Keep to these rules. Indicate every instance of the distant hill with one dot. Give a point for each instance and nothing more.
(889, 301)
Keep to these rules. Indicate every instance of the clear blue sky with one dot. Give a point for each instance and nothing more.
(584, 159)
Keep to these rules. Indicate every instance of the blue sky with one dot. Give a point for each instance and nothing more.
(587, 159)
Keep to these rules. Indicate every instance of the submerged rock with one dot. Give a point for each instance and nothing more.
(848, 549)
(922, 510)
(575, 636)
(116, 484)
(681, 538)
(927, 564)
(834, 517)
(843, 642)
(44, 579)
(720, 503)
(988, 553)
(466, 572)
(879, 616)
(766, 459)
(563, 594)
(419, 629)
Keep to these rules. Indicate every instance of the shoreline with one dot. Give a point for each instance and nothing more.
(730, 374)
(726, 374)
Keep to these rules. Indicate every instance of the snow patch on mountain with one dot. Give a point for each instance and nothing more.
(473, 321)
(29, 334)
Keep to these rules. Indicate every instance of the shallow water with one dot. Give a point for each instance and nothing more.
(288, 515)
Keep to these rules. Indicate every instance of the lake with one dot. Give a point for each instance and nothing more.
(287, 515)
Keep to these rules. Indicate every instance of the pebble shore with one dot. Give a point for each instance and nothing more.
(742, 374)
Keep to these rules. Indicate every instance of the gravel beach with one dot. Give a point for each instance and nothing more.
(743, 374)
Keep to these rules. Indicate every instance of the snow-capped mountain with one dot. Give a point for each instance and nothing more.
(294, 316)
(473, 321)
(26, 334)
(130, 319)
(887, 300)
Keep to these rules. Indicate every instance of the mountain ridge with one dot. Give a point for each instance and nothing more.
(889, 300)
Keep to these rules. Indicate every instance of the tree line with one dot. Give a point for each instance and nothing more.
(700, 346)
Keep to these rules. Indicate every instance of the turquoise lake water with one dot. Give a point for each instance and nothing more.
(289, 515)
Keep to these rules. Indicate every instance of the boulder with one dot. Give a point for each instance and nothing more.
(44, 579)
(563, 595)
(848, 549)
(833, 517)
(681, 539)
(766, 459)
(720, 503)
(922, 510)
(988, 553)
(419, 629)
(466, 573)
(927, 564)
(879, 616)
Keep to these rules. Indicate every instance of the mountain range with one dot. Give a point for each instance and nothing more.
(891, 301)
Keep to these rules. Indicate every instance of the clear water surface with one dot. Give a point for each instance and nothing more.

*Work instruction*:
Could you copy every record above exactly as it appears?

*Finished exercise*:
Keep to these rules. Indicate every instance of the distant hill with one dot. Give a point for each instance and nothing more.
(889, 301)
Keep to these rules. Indicate every instance of the clear blue sky with one dot. Give a point for each instance and nothing more.
(584, 159)
Keep to these rules. Indicate every instance of the blue sky with one dot. Give a point for each instance and nothing more.
(587, 159)
Keep to these rules. Indicate every instance of the submerged rock with one dot. Give a point for each instance and nothing more.
(848, 549)
(922, 510)
(575, 636)
(116, 484)
(681, 538)
(927, 564)
(834, 517)
(843, 642)
(44, 579)
(720, 503)
(988, 553)
(466, 572)
(879, 616)
(766, 459)
(563, 594)
(419, 629)
Keep to these rules. Indicate every instance of the shoreline with one dot. Give a point for each instance and nothing more.
(730, 374)
(726, 374)
Keep to these rules. Indicate every instance of the snow patch on mountain with one dot. Give a point for each instance and nothing more.
(473, 321)
(29, 334)
Keep to these rules. Indicate every instance of the shallow water with one dot. Give a point for each instance and nothing more.
(288, 515)
Keep to these rules. Indicate every instance of the lake with one dot. Give a point for each instance and nothing more.
(287, 515)
Keep to these rules. Indicate every instance of the pebble shore with one dot. Give a point for each instance and nothing more.
(742, 374)
Keep to these rules. Indicate every instance of the gravel beach with one dot. Give a point for each instance and nothing more.
(743, 374)
Keep to these rules. Indicate every instance of the snow-capped mountain with one dot. Give a point for each instance and nothing more.
(294, 316)
(473, 321)
(26, 334)
(130, 319)
(887, 300)
Keep to these rules. Indicate every instance of the mountain ridge with one dot. Give a point for each instance and nothing more.
(889, 300)
Keep to these rules. Indicate every instance of the tree line with one dot. Give a point for each instance and nothing more.
(700, 346)
Keep to these rules. Indicate every instance of the turquoise lake water with one dot. Give a point for each instance and nothing more.
(289, 515)
Keep to these rules. Indicate every instance of the boulder with one dot. Give a point for each instance and nothing more.
(44, 579)
(563, 595)
(848, 549)
(833, 517)
(681, 539)
(766, 459)
(720, 503)
(922, 510)
(988, 553)
(419, 629)
(466, 573)
(927, 564)
(879, 616)
Keep to these rules. Indicate every instance of the mountain range with one dot. Give a point for each instance and nothing more.
(891, 301)
Keep to these rules. Indicate every instance of the clear water surface with one dot. Give a point for each instance and nothing more.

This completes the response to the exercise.